Description of the task: Can you reproduce each of the entries below word for word, keeping every line in its original order?

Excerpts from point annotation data
::::::::::

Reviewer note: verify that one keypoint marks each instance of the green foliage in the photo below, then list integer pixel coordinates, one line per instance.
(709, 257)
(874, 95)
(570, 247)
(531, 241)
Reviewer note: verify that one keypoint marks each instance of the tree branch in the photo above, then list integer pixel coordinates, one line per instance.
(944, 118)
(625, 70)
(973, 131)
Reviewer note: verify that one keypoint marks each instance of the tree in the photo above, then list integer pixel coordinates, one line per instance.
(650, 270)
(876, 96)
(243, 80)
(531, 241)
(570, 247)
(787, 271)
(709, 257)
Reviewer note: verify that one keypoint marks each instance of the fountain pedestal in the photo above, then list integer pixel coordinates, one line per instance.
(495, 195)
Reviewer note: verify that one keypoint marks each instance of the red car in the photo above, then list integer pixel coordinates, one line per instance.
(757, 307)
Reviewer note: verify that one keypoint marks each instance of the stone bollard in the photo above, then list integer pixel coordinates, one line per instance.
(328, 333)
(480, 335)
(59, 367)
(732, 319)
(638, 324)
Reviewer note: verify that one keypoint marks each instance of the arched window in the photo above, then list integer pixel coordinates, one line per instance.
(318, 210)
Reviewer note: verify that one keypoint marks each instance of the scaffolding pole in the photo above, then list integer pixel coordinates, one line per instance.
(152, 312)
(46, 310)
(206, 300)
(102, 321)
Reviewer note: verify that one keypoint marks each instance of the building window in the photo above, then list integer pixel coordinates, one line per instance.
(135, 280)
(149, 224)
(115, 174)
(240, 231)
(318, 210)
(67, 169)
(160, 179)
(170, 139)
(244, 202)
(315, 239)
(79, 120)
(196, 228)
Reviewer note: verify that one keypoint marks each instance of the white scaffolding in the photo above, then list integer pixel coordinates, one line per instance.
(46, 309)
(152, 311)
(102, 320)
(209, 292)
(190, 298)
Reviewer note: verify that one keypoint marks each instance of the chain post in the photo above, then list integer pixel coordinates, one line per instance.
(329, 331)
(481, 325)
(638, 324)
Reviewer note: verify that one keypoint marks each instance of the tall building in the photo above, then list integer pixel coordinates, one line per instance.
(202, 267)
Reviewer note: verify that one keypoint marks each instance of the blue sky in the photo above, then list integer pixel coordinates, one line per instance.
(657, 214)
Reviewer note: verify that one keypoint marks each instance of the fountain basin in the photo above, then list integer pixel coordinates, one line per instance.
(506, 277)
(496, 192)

::::::::::

Response:
Reviewer note: verify that one keypoint marks each instance of the green foliage in the photo below, then list integer pixel coordinates, one line per instance.
(709, 257)
(874, 95)
(570, 247)
(531, 241)
Reviewer note: verify that one keypoint marks each instance of the tree branch in the photo above, then list integer pixel coordinates, one line per instance.
(944, 118)
(625, 70)
(973, 131)
Reviewer note: verify that one keypoint marks each instance of the tree in the photo above, then list integer pixel coordinates, one line per instance.
(650, 270)
(876, 96)
(243, 80)
(531, 241)
(570, 247)
(787, 271)
(709, 257)
Reviewer note: verify that one keypoint marks each instance of the fountain pedestal in the photo above, then list integer pixel coordinates, one line per instance.
(495, 195)
Reviewer note: verify that one keypoint marks each instance of the red car in the photo above, then list integer pixel coordinates, one line per instance.
(757, 307)
Reviewer note: verify that one keypoint marks each instance of the stone bollard in the photo above, then list integer pixel coordinates, one line per instance.
(328, 333)
(480, 335)
(59, 367)
(732, 319)
(638, 324)
Reviewer note: verify that one keypoint marks each instance of the arched window in the photo above, then list integer pixel coordinates, one line per instance.
(318, 210)
Reviewer note: verify that one keypoint marks each instance of the scaffolding pole in the photo above, then list integer pixel coordinates, one line per instance.
(152, 312)
(46, 310)
(206, 300)
(102, 321)
Reviewer note: verify that one keypoint marks each instance of the building window in the photo above, then list integer pixel coordinates, one line per instance.
(135, 280)
(149, 224)
(115, 174)
(240, 231)
(318, 210)
(67, 169)
(160, 179)
(170, 139)
(244, 202)
(315, 239)
(79, 120)
(196, 228)
Reviewer note: verify that one keypoint marks each instance of the white scaffolding in the photo above, then list integer pixel coordinates, one line per instance.
(46, 309)
(152, 311)
(102, 320)
(209, 292)
(190, 298)
Reviewer note: verify that one keypoint marks each instance of the chain post in the photo above, then list integer pixel coordinates, one line per instance.
(329, 331)
(481, 325)
(638, 324)
Reviewer note: verify that one keypoint marks each instance of the tall building in the photo above, then list integer pixel coordinates, one line per instance.
(202, 267)
Reviewer note: verify that one keypoint marks each instance of the blue sky in the photo above, then list integer pixel coordinates, one line per instance.
(657, 214)
Reviewer note: verify that one keypoint marks each instance of the fountain basin in the photo above, then list integer pixel coordinates, one line per instance.
(506, 277)
(496, 192)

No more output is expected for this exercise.